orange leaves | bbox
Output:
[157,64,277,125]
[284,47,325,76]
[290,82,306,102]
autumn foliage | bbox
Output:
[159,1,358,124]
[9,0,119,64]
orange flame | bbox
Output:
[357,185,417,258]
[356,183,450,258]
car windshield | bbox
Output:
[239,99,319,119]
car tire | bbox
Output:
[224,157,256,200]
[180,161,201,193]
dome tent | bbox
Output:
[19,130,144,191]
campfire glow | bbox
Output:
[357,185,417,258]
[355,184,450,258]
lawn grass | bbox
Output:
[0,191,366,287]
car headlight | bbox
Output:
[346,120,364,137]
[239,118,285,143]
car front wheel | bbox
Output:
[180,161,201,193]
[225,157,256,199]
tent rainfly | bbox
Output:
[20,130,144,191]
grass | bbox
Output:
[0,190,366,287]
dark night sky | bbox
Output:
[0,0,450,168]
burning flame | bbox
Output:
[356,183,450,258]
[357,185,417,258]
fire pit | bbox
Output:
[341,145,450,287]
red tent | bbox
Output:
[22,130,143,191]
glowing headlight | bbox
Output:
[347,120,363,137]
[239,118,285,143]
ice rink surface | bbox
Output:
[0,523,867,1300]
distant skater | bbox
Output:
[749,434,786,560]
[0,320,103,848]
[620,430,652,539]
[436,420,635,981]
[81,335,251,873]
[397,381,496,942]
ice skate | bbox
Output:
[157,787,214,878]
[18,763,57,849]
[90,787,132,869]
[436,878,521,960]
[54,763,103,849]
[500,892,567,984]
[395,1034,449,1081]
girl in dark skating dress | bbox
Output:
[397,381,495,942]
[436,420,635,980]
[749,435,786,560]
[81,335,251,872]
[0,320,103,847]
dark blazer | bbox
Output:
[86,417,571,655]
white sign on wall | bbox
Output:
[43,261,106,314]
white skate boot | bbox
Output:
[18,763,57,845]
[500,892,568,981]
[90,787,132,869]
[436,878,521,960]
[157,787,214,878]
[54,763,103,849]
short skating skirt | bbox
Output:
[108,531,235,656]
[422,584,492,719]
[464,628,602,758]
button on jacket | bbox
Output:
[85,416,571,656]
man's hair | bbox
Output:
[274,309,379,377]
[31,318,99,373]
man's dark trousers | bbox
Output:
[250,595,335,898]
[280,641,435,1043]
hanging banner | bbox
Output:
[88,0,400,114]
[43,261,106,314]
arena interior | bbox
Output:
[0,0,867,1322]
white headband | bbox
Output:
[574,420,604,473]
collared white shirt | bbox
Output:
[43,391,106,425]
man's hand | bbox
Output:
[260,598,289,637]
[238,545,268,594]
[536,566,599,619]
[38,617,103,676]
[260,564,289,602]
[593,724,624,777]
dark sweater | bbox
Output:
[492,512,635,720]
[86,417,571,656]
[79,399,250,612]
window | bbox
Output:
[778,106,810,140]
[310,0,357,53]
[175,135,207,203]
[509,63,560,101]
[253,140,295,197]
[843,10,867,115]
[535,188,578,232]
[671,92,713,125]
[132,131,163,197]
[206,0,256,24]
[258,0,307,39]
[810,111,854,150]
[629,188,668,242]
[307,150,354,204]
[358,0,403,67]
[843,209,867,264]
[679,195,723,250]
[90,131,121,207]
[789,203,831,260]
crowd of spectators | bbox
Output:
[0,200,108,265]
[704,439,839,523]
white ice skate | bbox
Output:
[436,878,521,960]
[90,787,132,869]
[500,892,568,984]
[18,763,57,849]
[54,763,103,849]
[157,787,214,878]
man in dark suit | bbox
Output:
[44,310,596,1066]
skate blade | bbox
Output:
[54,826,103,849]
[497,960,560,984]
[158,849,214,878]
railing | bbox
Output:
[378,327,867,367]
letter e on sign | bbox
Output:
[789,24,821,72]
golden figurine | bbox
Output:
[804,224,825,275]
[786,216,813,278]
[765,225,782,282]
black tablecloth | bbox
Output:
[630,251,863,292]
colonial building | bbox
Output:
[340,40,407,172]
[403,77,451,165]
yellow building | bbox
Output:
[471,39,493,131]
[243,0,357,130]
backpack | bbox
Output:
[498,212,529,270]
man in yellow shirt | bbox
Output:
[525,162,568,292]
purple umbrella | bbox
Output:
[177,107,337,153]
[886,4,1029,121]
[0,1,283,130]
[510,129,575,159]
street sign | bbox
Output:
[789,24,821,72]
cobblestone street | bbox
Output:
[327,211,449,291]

-.-.-

:: Work to do ::
Rewrite the lines above as a numbered list, from the line containing "man's dark trousers | bbox" down through the line containing "[593,724,624,777]", both included, leaving out blank lines and everything outside that range.

:: Exercise response ::
1. man's dark trousers | bbox
2. Output:
3. [250,595,335,898]
4. [280,641,435,1043]
5. hanging banner | bbox
6. Output:
7. [88,0,400,114]
8. [43,261,106,314]
9. arena interior | bbox
10. Output:
11. [0,0,867,1322]
12. white headband | bbox
13. Output:
14. [574,420,604,473]
15. collared white shirt | bbox
16. Output:
17. [43,391,106,425]
18. man's hand | bbox
19. Output:
20. [260,598,289,637]
21. [238,545,268,594]
22. [536,566,599,619]
23. [38,617,103,676]
24. [260,564,289,602]
25. [593,724,624,777]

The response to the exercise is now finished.